(TEXT EXCERPT)
3 Assessing whether the existing shops over/under-exploit the market potential

Still, the metroplitan names are missing in metros. To add the names, we reverse-geocode, which is a task similar to geocoding by in the opposite direction (input: coordinates -> output: addresses). This is primarily done using revgeo package, which provides access to the open-source Photon geocoder for OpenStreetMap, Google Maps and Bing. By default, it uses the Photon API. Please keep in mind that revgeo::revgeo() only accepts geographical coordinates (latitude/longitude); therefore, the first requirement is to bring the metropolitan polygons into an appropriate coordinate reference system.

#@@@@@@@@@@@@@@@@@@@@@@@@@@@@@@@@@@@@ REVERSING GEOCODES @@@@@@@@@@@@@@@@@@@@@@@@@@@@@@
# EPSG:4326 (WGS84)
metros_wgs = st_transform(metros, 4326)
coords = st_centroid(metros_wgs) %>%
  st_coordinates() %>%
  round(4)

# Now, let's reverse geocode with given coordinates.
metro_names = revgeo(longitude = coords[, 1], latitude = coords[, 2], 
                     output = "frame") # this returns a data frame
## [1] "Getting geocode data from Photon: http://photon.komoot.de/reverse?lon=153.0345&lat=-27.4862"
## [1] "Getting geocode data from Photon: http://photon.komoot.de/reverse?lon=153.3894&lat=-27.9767"

(WORK INSTRUCTIONS)
- 1) In the reverse geocoding excerpt, which API does the revgeo package use by default?
- 2) Retype the portion of the reverse geocoding excerpt that begins with the words containing "Still, the metroplitan" and ends with "# EPSG:4326 (WGS84)".
- 3) Write what follows the final line of the reverse geocoding excerpt.

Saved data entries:
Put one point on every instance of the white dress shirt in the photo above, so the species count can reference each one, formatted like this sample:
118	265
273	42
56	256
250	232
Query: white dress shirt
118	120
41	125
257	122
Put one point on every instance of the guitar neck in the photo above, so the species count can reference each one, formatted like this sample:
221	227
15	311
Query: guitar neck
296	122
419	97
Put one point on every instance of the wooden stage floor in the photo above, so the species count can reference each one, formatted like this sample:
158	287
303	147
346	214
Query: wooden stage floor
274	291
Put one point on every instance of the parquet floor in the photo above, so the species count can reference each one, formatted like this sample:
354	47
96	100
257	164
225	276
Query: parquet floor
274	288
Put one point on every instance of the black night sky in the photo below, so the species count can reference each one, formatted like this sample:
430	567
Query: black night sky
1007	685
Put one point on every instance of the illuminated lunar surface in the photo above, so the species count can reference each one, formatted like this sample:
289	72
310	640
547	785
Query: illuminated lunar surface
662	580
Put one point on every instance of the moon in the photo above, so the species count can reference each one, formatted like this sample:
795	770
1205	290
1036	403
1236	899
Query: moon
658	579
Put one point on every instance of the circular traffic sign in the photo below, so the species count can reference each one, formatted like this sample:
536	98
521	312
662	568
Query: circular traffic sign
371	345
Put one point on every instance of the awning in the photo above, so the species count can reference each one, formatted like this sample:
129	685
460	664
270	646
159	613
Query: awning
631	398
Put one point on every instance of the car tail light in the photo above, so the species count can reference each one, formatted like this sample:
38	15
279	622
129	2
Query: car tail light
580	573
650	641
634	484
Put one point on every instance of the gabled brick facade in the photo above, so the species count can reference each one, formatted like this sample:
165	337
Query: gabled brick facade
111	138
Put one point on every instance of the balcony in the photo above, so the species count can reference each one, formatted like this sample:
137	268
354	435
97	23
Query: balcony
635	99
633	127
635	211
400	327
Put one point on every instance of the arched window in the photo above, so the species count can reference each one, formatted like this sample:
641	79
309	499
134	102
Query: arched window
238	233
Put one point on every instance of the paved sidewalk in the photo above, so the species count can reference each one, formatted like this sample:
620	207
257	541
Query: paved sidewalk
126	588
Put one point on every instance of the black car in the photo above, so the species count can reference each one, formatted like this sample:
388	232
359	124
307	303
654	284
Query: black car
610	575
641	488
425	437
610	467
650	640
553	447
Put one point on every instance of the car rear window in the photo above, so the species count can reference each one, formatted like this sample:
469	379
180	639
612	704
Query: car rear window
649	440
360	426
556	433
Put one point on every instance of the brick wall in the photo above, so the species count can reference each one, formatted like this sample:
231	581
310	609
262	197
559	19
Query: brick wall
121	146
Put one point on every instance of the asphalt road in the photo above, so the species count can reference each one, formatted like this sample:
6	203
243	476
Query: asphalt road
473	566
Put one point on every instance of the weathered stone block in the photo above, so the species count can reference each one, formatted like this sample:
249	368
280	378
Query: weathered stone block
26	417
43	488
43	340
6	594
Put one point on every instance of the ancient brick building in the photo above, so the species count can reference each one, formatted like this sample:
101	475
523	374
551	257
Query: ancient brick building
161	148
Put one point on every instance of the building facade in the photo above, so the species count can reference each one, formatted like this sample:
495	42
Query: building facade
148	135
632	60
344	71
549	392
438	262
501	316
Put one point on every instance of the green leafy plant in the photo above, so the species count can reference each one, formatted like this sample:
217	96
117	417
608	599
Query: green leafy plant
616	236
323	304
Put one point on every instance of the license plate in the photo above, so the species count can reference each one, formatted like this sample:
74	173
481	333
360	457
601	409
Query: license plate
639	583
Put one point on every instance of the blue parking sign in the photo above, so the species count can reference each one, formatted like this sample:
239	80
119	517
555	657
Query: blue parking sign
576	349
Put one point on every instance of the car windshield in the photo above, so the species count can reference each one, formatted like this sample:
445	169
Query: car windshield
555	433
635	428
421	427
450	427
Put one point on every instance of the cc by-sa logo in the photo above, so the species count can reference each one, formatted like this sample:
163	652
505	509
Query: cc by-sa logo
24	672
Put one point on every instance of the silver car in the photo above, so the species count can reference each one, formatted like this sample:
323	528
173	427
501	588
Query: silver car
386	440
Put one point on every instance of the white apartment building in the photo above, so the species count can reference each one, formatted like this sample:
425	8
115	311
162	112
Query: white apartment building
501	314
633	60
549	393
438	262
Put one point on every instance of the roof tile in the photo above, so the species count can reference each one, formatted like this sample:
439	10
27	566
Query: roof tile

(RESPONSES TO THE TASKS)
- 1) The Photon API.

- 2)
Still, the metroplitan names are missing in metros. To add the names, we reverse-geocode, which is a task similar to geocoding by in the opposite direction (input: coordinates -> output: addresses). This is primarily done using revgeo package, which provides access to the open-source Photon geocoder for OpenStreetMap, Google Maps and Bing. By default, it uses the Photon API. Please keep in mind that revgeo::revgeo() only accepts geographical coordinates (latitude/longitude); therefore, the first requirement is to bring the metropolitan polygons into an appropriate coordinate reference system.

#@@@@@@@@@@@@@@@@@@@@@@@@@@@@@@@@@@@@ REVERSING GEOCODES @@@@@@@@@@@@@@@@@@@@@@@@@@@@@@
# EPSG:4326 (WGS84)

- 3)
## [1] "Getting geocode data from Photon: http://photon.komoot.de/reverse?lon=115.8934&lat=-32.0094"
## [1] "Getting geocode data from Photon: http://photon.komoot.de/reverse?lon=138.6113&lat=-34.8709"
## [1] "Getting geocode data from Photon: http://photon.komoot.de/reverse?lon=151.0733&lat=-33.8454"
## [1] "Getting geocode data from Photon: http://photon.komoot.de/reverse?lon=149.1168&lat=-35.3054"
## [1] "Getting geocode data from Photon: http://photon.komoot.de/reverse?lon=145.0634&lat=-37.8645"
# One minor manual edit: W?lfrath to Duesseldorf (no Umlaut).
metro_names = dplyr::pull(metro_names, city) %>% 
  as.character() %>% 
  ifelse(. == "Adelaide", "Melbourne", .)

metro_names[[4]] = "Adelaide"
metro_names[[7]] = "Melbourne"

We then need to identify the competing stores as points of interest. 1. The osmdata package provides easy-to-use access to Open Street Map (OSM) data.

  1. Instead of downloading shops for the whole of Australia, we restrict the query to the defined metropolitan areas, reducing computational load and providing shop locations only in areas of interest.

  2. The subsequent code chunk does this using a number of functions including:
#@@@@@@@@@@@@@@@@@@@@@@@@@@@@@@@@@@@@ POINT OF INTEREST @@@@@@@@@@@@@@@@@@@@@@@@@@@@@@@@
shops = map(
  metro_names, 
  function(x) {
    message("Downloading shops of: ", x, "\n")
    
    # give the server a bit time
    Sys.sleep(sample(seq(5, 10, 0.1), 1))
    
    # specify a query with a bounding box and a key   
    # query = opq(x) %>%
    #   add_osm_feature(key = "shop")
    
    query = getbb (x, base_url = "https://nominatim.openstreetmap.org",) %>% 
        opq() %>%
        add_osm_feature(key = "amenity", value = "restaurant")
    
    # Return an OSM query in sf format 
    points = osmdata_sf(query)
    
    # request the same data again if nothing has been downloaded 
    iter = 2
    while (nrow(points$osm_points) == 0 & iter > 0) {
      points = osmdata_sf(query)
      iter = iter - 1
    }
    # 
    points = st_set_crs(points$osm_points, 4326)
  }
)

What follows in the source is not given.